### REQUIRED TASK:
Return each line in the records below that contains the string "cluster".

### DATASET EXCERPTS:
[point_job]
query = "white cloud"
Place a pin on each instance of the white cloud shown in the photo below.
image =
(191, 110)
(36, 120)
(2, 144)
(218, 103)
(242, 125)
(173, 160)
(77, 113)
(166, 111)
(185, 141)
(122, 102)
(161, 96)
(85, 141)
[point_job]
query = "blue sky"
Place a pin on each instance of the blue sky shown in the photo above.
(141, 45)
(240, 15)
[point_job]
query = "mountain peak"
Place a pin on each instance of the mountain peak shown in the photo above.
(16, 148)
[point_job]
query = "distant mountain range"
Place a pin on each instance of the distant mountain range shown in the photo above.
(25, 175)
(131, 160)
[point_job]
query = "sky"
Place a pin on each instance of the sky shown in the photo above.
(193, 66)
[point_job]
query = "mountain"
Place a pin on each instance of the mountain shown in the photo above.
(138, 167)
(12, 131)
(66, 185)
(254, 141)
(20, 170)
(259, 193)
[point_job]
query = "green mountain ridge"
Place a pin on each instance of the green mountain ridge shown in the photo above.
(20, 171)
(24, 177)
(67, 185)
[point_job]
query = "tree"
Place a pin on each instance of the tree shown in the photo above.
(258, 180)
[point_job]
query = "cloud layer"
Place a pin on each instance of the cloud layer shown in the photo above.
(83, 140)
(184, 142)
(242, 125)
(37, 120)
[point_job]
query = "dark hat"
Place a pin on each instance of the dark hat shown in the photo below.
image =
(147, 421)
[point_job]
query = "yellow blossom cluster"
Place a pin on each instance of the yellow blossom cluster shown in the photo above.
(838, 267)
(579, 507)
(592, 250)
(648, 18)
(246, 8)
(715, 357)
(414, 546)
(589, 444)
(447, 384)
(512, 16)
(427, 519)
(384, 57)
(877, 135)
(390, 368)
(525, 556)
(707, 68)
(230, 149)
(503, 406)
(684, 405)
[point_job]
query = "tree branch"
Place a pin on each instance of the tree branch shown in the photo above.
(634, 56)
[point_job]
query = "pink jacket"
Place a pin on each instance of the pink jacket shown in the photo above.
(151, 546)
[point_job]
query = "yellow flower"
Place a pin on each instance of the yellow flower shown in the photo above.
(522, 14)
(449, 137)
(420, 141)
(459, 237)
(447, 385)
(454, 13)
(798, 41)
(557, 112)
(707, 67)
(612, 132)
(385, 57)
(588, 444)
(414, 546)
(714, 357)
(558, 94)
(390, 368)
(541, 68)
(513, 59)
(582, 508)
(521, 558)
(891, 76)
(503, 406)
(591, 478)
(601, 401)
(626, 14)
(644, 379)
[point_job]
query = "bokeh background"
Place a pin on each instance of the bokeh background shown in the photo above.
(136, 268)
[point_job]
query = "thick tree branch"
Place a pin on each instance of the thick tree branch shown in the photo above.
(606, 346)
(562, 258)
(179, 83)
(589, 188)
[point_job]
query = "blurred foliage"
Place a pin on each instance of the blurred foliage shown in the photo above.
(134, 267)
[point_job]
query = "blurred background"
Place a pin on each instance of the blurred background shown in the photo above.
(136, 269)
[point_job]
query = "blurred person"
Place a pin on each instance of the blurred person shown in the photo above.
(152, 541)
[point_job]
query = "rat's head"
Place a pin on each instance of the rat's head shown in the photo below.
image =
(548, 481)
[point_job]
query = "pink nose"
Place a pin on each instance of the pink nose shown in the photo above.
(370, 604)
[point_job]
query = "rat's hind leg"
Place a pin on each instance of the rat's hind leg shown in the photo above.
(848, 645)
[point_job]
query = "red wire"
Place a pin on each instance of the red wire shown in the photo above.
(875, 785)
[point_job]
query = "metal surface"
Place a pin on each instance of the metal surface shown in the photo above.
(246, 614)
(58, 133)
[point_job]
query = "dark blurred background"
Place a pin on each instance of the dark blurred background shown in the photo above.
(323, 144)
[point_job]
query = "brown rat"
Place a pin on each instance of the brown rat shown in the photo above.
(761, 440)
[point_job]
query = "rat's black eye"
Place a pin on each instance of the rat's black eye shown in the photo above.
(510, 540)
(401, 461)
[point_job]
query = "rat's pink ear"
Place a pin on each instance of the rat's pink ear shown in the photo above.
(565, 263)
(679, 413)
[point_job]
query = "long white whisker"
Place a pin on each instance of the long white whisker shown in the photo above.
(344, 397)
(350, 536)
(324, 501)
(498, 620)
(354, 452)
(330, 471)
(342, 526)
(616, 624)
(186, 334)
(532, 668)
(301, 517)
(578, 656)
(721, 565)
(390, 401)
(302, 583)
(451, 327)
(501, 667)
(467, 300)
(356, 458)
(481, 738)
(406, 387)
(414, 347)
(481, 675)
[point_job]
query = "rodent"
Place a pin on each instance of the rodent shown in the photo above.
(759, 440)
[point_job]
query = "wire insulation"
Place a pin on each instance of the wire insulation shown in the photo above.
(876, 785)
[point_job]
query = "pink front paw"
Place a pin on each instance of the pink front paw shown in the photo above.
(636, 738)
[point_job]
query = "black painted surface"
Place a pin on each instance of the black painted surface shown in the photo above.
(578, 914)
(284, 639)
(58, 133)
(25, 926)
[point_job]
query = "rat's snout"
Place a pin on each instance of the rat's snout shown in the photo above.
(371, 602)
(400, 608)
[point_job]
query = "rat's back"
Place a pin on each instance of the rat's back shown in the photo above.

### THE OUTPUT:
query = "yellow blossom cluster"
Place a pin on each instance of the yellow blossom cluster shown in the photo above.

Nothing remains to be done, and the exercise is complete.